Start of Exercise inputs

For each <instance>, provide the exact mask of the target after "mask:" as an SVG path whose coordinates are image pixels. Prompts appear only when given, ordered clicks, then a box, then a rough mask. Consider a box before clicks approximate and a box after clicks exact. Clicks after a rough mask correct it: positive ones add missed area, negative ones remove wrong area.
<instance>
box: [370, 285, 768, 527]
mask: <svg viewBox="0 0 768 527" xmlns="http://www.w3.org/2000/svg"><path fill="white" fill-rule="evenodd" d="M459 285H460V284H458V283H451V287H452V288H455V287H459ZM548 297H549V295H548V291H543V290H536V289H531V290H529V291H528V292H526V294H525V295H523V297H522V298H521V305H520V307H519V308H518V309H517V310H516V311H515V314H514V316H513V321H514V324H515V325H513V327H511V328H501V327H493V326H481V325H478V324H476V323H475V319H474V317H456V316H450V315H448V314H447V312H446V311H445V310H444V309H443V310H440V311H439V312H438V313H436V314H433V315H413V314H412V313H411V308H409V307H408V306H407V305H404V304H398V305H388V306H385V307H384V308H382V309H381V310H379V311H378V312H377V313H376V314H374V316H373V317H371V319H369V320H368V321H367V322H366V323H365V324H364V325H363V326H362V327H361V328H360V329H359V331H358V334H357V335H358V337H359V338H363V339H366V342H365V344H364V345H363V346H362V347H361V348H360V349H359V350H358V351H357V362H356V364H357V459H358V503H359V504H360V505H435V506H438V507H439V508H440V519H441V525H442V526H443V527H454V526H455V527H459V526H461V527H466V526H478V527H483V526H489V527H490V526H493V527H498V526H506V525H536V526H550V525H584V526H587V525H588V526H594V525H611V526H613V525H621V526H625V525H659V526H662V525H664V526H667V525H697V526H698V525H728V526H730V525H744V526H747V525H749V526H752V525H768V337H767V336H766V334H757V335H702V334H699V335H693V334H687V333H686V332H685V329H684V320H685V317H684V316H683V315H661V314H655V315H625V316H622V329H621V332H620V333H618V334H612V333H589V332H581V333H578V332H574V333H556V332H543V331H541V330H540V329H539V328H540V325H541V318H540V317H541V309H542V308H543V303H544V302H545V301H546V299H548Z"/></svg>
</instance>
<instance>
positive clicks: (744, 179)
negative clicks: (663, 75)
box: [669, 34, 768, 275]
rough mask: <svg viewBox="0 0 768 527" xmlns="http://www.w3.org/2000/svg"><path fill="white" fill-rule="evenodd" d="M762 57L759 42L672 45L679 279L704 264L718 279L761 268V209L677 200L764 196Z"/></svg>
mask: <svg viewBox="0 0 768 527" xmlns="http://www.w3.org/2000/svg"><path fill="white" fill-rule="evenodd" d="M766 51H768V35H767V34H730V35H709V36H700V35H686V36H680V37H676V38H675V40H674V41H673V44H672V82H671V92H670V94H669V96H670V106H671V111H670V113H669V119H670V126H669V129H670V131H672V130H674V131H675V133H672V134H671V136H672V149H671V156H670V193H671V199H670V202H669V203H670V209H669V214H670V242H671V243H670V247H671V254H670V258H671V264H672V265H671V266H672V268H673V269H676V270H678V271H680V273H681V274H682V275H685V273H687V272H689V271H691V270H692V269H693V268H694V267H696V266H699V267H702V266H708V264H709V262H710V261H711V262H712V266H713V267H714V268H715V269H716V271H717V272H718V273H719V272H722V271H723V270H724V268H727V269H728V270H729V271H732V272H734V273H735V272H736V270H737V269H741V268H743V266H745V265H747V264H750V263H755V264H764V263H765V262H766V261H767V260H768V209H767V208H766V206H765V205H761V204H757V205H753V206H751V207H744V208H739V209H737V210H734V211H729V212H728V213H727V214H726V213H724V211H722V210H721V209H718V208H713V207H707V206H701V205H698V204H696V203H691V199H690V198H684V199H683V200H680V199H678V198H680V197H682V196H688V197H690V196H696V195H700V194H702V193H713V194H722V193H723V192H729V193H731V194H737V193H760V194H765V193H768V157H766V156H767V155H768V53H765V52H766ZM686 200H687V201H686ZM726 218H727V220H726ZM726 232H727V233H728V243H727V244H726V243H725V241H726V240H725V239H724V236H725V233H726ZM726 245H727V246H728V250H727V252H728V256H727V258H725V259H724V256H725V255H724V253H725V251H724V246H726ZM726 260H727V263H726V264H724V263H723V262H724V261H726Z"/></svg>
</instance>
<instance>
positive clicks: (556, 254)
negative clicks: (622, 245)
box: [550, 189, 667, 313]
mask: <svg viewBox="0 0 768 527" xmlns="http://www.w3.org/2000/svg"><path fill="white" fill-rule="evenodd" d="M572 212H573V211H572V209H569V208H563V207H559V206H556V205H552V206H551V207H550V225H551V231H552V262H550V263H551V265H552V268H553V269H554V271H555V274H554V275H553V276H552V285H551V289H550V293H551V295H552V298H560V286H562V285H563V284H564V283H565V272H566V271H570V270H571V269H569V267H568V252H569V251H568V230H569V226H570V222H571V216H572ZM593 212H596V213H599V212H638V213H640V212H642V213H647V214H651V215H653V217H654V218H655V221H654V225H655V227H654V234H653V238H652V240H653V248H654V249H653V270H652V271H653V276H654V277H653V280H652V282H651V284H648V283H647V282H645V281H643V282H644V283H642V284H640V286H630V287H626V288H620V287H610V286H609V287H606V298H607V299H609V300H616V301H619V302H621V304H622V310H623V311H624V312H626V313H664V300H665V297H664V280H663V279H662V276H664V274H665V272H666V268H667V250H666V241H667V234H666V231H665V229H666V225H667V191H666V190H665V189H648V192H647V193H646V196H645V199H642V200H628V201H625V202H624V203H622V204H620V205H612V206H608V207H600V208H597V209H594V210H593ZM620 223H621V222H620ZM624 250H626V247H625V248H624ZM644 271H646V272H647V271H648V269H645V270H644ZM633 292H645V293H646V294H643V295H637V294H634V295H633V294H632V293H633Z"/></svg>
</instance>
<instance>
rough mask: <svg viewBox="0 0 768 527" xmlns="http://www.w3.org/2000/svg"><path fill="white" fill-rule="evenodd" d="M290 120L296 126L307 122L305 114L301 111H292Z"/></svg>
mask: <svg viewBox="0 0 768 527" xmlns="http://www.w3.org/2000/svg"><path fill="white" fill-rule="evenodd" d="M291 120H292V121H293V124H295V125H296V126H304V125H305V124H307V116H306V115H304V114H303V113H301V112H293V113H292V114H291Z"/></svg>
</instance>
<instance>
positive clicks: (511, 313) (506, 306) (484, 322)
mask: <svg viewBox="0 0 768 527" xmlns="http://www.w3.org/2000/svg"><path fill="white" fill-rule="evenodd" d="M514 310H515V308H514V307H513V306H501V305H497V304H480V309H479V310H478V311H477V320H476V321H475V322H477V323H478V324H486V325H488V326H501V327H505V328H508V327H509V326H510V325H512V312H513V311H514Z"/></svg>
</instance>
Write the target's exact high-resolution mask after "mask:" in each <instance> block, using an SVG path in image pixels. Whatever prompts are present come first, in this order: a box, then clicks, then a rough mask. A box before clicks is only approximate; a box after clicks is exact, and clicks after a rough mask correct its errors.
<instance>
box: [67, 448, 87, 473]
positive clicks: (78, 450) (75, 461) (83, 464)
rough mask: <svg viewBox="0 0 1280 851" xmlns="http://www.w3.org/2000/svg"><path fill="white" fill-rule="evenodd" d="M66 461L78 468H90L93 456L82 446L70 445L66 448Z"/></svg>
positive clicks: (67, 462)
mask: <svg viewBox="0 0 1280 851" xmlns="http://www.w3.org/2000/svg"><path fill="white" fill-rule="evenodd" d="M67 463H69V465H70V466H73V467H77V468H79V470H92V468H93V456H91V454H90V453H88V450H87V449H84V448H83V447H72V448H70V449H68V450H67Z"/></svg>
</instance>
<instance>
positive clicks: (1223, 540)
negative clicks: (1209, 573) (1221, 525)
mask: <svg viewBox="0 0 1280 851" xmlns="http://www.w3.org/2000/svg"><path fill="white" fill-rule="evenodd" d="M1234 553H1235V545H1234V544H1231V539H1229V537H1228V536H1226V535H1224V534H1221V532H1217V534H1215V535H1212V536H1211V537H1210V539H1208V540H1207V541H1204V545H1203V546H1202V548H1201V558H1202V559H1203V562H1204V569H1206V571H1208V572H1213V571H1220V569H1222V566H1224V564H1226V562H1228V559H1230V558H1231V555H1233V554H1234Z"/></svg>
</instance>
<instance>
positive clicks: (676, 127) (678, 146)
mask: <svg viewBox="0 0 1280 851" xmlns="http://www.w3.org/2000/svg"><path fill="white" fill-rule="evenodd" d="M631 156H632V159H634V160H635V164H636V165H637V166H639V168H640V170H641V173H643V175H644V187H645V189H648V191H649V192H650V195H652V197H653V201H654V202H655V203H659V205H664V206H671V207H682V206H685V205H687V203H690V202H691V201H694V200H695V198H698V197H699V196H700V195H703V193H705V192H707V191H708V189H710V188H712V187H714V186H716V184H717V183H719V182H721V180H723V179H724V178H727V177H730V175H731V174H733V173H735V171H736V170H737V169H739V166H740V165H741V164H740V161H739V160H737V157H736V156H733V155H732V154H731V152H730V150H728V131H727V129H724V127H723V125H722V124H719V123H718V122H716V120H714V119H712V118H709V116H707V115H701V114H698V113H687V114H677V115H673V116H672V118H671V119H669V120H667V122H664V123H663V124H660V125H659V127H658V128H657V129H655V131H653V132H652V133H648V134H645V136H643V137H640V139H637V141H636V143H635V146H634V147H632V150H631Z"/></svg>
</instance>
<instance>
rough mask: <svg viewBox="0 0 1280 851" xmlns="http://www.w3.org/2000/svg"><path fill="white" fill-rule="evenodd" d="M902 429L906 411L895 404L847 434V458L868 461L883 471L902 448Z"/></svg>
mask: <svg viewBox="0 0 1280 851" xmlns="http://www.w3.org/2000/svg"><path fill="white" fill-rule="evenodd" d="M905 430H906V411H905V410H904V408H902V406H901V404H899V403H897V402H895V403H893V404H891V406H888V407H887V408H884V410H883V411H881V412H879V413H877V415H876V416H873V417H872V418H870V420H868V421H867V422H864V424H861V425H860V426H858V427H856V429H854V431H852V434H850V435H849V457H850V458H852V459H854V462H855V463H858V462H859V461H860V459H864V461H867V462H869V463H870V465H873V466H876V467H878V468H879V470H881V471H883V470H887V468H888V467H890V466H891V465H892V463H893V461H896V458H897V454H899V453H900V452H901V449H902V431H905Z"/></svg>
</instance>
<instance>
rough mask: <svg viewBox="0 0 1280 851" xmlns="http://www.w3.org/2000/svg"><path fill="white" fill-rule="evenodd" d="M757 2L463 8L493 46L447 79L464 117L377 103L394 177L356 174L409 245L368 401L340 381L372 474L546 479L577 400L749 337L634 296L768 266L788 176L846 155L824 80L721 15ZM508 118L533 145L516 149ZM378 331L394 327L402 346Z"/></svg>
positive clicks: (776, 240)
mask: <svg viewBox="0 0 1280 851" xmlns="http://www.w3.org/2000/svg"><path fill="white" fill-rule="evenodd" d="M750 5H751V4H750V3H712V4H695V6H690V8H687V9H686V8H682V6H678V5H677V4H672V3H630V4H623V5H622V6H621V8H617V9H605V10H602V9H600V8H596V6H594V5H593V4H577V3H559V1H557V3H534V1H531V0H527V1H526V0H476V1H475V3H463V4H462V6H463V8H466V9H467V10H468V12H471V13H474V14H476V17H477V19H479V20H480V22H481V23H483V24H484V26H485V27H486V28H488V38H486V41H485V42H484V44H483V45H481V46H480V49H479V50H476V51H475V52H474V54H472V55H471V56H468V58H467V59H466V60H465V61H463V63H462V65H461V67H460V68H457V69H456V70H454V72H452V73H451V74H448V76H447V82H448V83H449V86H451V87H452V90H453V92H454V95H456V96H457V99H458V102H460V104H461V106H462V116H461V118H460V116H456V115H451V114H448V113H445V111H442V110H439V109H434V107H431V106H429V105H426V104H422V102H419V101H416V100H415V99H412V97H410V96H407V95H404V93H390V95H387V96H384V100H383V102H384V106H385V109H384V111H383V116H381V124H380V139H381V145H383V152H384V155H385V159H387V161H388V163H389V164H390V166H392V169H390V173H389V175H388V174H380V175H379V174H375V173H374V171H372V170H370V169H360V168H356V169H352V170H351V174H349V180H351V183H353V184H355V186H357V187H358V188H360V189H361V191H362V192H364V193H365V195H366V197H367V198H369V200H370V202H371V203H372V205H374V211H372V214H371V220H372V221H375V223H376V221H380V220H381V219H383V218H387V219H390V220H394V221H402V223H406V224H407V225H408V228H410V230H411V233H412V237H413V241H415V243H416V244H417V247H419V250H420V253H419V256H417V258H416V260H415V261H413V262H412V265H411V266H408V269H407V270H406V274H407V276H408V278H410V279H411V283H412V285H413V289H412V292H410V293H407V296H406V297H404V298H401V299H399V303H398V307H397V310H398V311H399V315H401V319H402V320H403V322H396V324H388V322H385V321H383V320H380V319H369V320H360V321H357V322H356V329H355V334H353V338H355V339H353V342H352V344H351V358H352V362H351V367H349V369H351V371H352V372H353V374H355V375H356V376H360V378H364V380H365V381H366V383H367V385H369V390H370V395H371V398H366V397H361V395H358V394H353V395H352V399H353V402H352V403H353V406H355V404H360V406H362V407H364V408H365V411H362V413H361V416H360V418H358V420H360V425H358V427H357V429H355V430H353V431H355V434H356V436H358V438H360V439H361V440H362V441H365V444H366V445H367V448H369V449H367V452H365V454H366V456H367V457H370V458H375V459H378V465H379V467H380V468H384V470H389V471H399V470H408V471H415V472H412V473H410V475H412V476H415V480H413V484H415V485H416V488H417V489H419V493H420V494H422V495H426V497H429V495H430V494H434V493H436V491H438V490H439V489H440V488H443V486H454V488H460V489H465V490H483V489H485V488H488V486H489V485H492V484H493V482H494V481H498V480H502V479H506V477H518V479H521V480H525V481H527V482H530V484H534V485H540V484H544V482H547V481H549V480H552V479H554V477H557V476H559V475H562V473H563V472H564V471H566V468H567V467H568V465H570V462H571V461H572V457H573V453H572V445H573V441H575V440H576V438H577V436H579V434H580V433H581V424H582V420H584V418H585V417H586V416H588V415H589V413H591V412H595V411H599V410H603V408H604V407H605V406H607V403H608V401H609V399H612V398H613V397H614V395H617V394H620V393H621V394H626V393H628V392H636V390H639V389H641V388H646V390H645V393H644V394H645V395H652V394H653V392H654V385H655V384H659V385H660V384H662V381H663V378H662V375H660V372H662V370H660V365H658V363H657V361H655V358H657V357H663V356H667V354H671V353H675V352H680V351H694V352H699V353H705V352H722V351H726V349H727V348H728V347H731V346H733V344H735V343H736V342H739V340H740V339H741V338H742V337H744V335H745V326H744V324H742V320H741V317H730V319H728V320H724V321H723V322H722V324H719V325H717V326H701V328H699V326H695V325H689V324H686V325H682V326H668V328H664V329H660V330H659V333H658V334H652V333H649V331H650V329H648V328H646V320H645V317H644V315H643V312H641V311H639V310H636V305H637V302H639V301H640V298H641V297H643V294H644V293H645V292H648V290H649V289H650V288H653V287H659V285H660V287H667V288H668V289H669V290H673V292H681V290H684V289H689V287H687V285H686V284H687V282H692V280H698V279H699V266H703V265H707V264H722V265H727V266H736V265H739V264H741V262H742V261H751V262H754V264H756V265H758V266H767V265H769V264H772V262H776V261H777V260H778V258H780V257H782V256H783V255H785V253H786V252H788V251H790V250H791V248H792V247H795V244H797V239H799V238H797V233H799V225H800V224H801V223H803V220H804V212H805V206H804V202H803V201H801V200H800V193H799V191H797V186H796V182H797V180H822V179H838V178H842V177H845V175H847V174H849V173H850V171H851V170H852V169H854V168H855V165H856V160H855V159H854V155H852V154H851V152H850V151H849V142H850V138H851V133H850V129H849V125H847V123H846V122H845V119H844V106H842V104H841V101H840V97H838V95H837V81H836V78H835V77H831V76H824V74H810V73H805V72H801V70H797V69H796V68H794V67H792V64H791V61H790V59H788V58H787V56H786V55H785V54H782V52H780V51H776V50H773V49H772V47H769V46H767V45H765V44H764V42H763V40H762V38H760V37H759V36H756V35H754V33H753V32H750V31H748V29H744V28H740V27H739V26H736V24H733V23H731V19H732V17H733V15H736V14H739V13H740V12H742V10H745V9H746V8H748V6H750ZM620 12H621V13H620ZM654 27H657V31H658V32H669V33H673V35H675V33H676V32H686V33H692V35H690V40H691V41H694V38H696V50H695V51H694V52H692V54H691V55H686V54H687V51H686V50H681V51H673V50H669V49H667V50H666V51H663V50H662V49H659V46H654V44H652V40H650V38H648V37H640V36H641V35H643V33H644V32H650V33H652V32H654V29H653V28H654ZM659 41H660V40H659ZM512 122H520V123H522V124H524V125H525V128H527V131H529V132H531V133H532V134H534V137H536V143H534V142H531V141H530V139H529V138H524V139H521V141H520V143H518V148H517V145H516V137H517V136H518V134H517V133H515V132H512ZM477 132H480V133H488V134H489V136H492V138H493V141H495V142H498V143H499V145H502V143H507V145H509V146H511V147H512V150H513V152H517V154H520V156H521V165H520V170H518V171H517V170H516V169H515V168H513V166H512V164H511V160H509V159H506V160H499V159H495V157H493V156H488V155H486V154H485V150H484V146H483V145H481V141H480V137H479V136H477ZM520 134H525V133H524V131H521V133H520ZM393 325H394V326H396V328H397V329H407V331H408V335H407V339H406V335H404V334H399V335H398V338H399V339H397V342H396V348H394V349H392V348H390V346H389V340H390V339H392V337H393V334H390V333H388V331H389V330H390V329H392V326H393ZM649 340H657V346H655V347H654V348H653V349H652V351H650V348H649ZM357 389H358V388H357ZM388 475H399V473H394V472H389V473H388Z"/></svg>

End of Exercise inputs

* Task requirements:
Locate each line in the data above that contains the string "negative", and copy those lines out.

* Completed exercise:
For each <instance>, provide the exact mask of the target after "mask:" as an SVG path whose coordinates are image pixels. Prompts appear only when given, ordered clicks, then a box, then a rough mask. Consider a box before clicks approximate and a box after clicks exact. Clicks after a rough mask correct it: positive ones add missed area, negative ones remove wrong area.
negative clicks: (663, 75)
negative clicks: (622, 245)
negative clicks: (1209, 573) (1221, 525)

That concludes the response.